##### Reading text
In March 2009, Carmen Portero started organizing gatherings of people that wanted to cycle in the city of Marbella. The cycling gatherings are not speed races, but a slow, relaxed and enjoyable way of moving in the city. Cycling is healthier, easier and quieter than driving, and is also environmental friendly. The last Saturday of each month, between 15, 50 and 100 people meet at 11am in the Plaza del Mar in Marbella to cycle through the city. This meeting is frequented by people from all ages and nationalities,… the bicycle is for everyone!

 

Carmen says that using the bike is not a desire of a picky group of people, but something that is beneficial and necessary for everyone. Lots of people have already realized that the car has become inefficient in the city, and that car maintenance and petrol is too expensive. Cars get stuck in traffic and pollute the environment, and there are not enough parking spaces either. On the contrary, the bicycle has lots of advantages because it is efficient, economic, enjoyable and keeps you fit. Once public transport and urban infrastructures for pedestrians and cyclist improve, the car will be relegated to a second place.

 

Carmen started organizing these gatherings because she felt powerless and scared of using her bike daily. She popped her head out of the window and looked down the road hoping for a day in which she would not to have to depend on the car for everything. Then, she thought to herself that there would be other people like her that were not brave enough to ride their bikes alone on the road. She asked the city council about any urban cycling schemes and received a negative answer, there were none.

 

She comments that in a slow city people are more likely to be relaxed and happy. She enjoys pedaling amongst people who have never rode their bikes on the road before, and when they tell her while cycling “this is the life”, she thinks to herself: yes, it is that simple. In each cycling gathering, she remembers the first time she rode on the road with a group of people. She remembers that the perspective from the bicycle allowed her to see the trees that she could not see before while driving her car. While riding with the group each month she feels safe and protected, freed and close to others. She is aware of her contribution to the city, to peoples’ health, and to the environment. She doesn’t know if she will succeed in making of Marbella a bicycle friendly city, however she will keep trying and enjoying every minute.
##########
■ **Stated task A**
In the passage about the Marbella cycling gatherings, where and at what time do the cyclists meet on the last Saturday of each month?
The entries that follow are independent material with no connection to the passage about the Marbella cycling gatherings.
##### Excerpted data
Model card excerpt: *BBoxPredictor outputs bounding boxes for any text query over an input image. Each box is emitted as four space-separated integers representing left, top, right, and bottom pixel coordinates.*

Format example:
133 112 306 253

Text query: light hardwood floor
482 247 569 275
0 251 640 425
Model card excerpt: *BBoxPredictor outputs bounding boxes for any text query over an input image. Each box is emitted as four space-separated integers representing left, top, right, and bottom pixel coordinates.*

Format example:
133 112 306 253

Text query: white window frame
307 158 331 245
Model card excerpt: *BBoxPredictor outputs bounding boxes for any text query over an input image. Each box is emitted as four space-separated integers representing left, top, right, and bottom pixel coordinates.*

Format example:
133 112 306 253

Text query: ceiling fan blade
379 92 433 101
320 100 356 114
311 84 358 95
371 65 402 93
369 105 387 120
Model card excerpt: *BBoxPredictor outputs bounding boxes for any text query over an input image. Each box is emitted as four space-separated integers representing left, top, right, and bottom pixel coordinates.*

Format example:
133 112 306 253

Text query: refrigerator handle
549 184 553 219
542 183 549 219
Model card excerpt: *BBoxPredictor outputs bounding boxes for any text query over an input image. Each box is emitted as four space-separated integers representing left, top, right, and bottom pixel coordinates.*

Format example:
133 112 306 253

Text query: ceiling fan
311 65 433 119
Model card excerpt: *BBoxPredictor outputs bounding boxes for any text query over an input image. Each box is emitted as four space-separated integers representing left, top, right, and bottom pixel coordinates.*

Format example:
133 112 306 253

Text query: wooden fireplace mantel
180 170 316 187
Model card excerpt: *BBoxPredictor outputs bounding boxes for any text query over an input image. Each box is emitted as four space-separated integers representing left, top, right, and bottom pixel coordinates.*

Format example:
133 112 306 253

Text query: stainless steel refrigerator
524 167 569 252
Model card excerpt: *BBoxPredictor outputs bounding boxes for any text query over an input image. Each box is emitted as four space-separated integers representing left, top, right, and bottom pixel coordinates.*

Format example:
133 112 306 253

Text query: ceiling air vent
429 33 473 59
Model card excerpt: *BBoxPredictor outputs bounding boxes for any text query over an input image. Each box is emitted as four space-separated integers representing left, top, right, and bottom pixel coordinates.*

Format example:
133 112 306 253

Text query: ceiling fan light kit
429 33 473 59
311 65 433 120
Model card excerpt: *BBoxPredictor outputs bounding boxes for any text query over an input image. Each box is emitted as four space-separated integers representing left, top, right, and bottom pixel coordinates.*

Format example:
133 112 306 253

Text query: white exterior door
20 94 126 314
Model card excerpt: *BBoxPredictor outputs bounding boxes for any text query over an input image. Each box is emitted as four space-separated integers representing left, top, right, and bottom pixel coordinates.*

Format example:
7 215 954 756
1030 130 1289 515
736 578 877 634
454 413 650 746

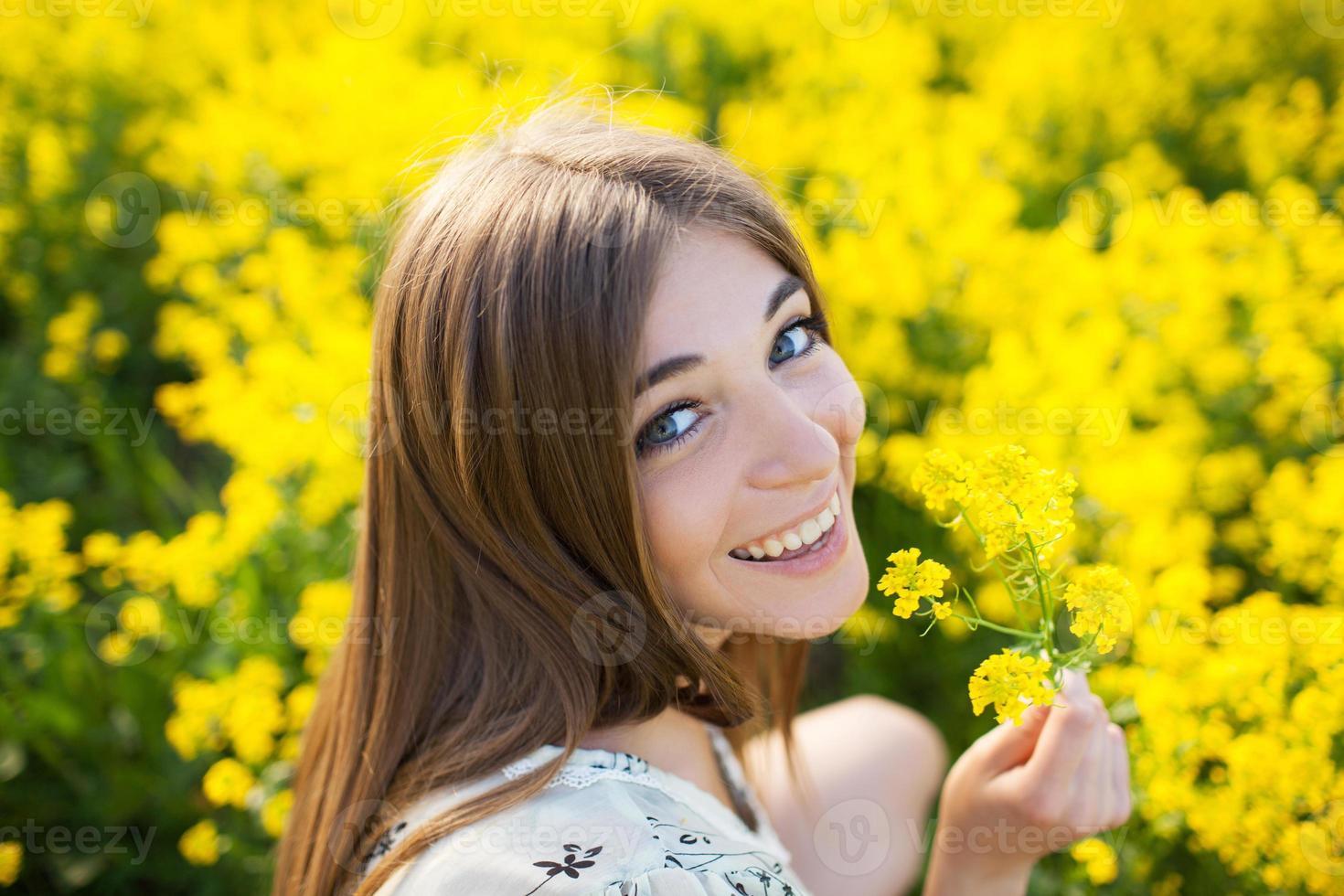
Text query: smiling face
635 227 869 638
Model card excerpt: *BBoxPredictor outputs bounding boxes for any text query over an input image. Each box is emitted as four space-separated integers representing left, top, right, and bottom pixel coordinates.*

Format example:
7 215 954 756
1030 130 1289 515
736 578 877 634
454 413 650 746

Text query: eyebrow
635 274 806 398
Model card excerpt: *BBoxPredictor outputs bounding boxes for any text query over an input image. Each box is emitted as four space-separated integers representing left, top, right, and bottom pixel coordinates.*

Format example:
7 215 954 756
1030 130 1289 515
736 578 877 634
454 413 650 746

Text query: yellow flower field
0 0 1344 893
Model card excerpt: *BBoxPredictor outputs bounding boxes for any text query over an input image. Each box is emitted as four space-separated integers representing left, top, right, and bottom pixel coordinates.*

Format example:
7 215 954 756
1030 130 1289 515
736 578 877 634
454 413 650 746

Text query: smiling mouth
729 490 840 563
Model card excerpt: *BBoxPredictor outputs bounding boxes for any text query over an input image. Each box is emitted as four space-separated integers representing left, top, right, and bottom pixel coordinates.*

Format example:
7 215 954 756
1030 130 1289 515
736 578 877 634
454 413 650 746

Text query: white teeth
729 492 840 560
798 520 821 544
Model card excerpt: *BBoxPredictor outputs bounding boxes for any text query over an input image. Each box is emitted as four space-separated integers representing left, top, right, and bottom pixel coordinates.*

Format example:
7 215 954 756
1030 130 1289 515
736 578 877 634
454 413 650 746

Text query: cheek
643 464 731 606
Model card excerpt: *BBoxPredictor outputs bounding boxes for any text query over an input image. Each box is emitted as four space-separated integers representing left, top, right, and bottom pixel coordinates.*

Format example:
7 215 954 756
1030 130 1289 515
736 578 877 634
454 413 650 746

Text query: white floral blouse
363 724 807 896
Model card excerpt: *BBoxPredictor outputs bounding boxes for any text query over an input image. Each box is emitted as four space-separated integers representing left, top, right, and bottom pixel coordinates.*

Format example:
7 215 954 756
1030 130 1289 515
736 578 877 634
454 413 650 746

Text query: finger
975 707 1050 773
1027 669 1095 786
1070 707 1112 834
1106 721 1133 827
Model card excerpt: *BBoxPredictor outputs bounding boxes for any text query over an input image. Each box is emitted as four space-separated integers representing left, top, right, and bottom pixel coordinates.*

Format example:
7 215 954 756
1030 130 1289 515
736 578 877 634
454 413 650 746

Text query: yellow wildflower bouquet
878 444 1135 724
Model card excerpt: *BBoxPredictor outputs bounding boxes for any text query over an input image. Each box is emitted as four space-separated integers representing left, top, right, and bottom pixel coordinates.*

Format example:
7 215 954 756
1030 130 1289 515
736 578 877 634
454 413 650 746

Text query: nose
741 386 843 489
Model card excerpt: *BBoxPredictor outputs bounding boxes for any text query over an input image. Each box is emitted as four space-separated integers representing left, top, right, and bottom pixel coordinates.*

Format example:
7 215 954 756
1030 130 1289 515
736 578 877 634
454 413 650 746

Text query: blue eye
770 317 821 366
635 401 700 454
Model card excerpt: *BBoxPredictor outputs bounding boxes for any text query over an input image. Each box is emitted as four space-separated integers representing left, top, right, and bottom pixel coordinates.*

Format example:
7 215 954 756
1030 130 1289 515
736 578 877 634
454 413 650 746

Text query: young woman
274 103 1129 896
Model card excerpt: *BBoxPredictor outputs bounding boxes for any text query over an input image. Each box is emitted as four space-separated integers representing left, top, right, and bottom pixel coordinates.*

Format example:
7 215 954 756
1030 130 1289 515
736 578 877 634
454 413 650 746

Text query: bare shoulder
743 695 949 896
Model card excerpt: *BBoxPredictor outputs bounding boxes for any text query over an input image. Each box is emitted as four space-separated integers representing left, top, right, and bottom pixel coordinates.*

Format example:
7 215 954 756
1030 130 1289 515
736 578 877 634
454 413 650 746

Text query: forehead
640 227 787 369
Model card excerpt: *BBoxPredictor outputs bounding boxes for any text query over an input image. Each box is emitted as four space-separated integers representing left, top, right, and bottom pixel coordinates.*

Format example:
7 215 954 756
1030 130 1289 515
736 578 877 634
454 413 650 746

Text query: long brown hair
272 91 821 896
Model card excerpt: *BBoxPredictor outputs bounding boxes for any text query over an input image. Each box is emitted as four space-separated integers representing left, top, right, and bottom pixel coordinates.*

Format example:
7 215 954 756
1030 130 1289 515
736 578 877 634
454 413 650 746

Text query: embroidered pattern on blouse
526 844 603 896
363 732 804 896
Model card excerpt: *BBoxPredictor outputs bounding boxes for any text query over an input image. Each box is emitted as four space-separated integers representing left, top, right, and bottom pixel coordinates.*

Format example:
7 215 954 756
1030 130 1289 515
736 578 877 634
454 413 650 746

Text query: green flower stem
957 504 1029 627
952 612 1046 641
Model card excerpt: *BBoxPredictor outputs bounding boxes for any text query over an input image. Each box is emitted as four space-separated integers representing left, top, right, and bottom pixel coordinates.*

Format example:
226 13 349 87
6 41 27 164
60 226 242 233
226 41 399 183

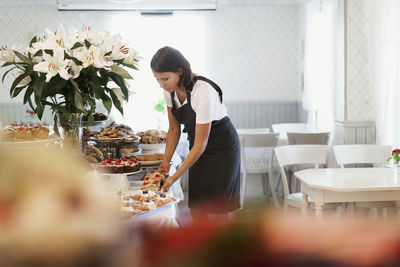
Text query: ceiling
##########
■ **Stated task B**
Filter the entries, keeping every line that contains the string "light".

■ **Task result A**
They meet at 11am in the Plaza del Mar in Marbella.

■ **Task result B**
Text query: light hardwood floor
Text query: ceiling fan light kit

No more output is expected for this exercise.